===== Records for the exercise

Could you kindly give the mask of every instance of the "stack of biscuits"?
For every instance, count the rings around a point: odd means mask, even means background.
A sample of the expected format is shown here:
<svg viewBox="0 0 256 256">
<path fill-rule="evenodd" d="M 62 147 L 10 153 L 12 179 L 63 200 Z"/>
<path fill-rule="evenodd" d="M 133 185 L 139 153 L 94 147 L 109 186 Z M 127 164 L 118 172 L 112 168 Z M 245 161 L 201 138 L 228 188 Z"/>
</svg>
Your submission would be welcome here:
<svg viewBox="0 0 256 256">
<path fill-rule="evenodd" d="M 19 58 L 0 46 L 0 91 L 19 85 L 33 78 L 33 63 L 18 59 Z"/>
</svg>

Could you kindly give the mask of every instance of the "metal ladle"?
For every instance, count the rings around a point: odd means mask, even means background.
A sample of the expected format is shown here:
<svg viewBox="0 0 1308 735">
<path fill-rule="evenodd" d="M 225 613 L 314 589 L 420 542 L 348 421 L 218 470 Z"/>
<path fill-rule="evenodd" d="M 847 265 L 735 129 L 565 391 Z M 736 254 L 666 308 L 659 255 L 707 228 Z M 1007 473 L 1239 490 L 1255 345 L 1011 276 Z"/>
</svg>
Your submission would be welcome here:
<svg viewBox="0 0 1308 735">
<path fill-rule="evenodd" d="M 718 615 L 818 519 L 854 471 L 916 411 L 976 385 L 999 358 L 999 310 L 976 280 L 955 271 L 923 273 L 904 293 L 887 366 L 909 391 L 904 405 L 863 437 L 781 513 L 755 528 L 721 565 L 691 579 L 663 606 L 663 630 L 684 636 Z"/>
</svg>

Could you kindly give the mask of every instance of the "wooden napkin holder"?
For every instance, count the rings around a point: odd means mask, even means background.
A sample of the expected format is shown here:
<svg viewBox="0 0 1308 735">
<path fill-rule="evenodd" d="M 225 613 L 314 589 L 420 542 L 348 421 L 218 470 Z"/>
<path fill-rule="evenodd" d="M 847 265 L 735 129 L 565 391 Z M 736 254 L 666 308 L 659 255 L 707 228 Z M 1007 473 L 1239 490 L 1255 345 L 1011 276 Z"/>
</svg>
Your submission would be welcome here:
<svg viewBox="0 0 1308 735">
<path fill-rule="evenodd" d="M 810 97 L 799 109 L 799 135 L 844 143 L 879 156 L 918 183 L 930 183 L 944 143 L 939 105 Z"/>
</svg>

==========

Work to do:
Retype all of the data shown above, word for word.

Exercise response:
Could you kindly give the mask of every instance of the "stack of biscuits"?
For every instance, count the rings around a point: odd means mask, even means background.
A sample of the expected format is shown here:
<svg viewBox="0 0 256 256">
<path fill-rule="evenodd" d="M 62 147 L 10 153 L 12 179 L 63 200 Z"/>
<path fill-rule="evenodd" d="M 133 185 L 139 153 L 94 147 L 109 186 Z M 127 164 L 118 172 L 112 168 Z M 245 161 L 201 138 L 228 188 Z"/>
</svg>
Your submission would be welcome here:
<svg viewBox="0 0 256 256">
<path fill-rule="evenodd" d="M 19 58 L 0 46 L 0 91 L 19 85 L 33 78 L 33 63 L 18 59 Z"/>
</svg>

Could you kindly give the mask of every instance of the "metal ladle"?
For every instance, count the rings around a point: odd means mask, even means background.
A sample of the expected format is shown here:
<svg viewBox="0 0 1308 735">
<path fill-rule="evenodd" d="M 225 613 L 314 589 L 420 542 L 348 421 L 218 470 Z"/>
<path fill-rule="evenodd" d="M 847 265 L 735 129 L 565 391 Z M 736 254 L 666 308 L 659 255 L 707 228 Z M 1007 473 L 1239 490 L 1255 345 L 1011 276 Z"/>
</svg>
Your submission would be welcome here:
<svg viewBox="0 0 1308 735">
<path fill-rule="evenodd" d="M 718 615 L 818 519 L 854 471 L 916 411 L 976 385 L 999 358 L 999 310 L 976 280 L 955 271 L 923 273 L 904 293 L 887 366 L 909 391 L 904 405 L 863 437 L 781 513 L 755 528 L 721 565 L 691 579 L 663 606 L 663 630 L 684 636 Z"/>
</svg>

Could you kindly give the mask of every instance of the "wooden napkin holder"?
For every instance, count the rings around a point: odd means mask, even means background.
A sample of the expected format is shown here:
<svg viewBox="0 0 1308 735">
<path fill-rule="evenodd" d="M 225 613 L 314 589 L 420 542 L 348 421 L 218 470 Z"/>
<path fill-rule="evenodd" d="M 847 265 L 735 129 L 565 391 Z M 736 254 L 666 308 L 659 255 L 707 228 Z M 1007 473 L 1239 490 L 1255 345 L 1011 276 Z"/>
</svg>
Your submission would be welcome here:
<svg viewBox="0 0 1308 735">
<path fill-rule="evenodd" d="M 810 97 L 799 109 L 799 135 L 844 143 L 879 156 L 918 183 L 930 183 L 944 143 L 939 105 Z"/>
</svg>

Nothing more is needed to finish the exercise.